## Questions on the material
1. Write out the part of the media release that begins with the words "Media release from" and ends with "at present meet.", copying it word for word.
2. In the media release, list every area that the sentence beginning "Our new submarine fleet" says will demand nuclear science training.
3. Decide whether each statement agrees with the media release, and answer yes or no, quoting the words that decide it.
(a) The physicists issuing the call are meeting in Adelaide.
(b) Dr AJ Mitchell is a professor at the University of Sydney.
(c) The release says Australia can already meet the demand for nuclear science training.

## Text passage
Media release from the 24th Congress of the Australian Institute of Physics in December 2022.
- A call to action to train a nuclear savvy generation
- Australia will need thousands of people trained in nuclear science
- For submarines, cancer treatments, space industry, mining…
Our new submarine fleet, new cancer therapies, quantum computing, space industry and satellites, the extraction of critical minerals and monitoring the environment will all demand levels of training in nuclear science we cannot at present meet.
Australia’s physicists, meeting in Adelaide today, are calling for a national plan to boost education and training in nuclear science.
“The need is urgent. The captain of our first nuclear submarine is probably already in secondary school today,” says Dr AJ Mitchell, senior lecturer in physics at the Australian National University (ANU).
“As nuclear science takes an increasingly important part of our day-to-day life, we need to make people understand that ‘nuclear’ is not something to be scared of, but rather to cherish and appreciate,” he says.

## Available data
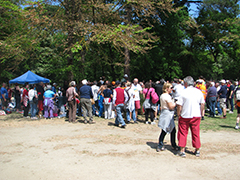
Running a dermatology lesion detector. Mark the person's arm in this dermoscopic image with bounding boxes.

## Problem solutions
1.
Media release from the 24th Congress of the Australian Institute of Physics in December 2022.
- A call to action to train a nuclear savvy generation
- Australia will need thousands of people trained in nuclear science
- For submarines, cancer treatments, space industry, mining…
Our new submarine fleet, new cancer therapies, quantum computing, space industry and satellites, the extraction of critical minerals and monitoring the environment will all demand levels of training in nuclear science we cannot at present meet.

2.
- new submarine fleet
- new cancer therapies
- quantum computing
- space industry and satellites
- the extraction of critical minerals
- monitoring the environment

3.
(a) Yes: "Australia’s physicists, meeting in Adelaide today"
(b) No: "senior lecturer in physics at the Australian National University (ANU)"
(c) No: "will all demand levels of training in nuclear science we cannot at present meet"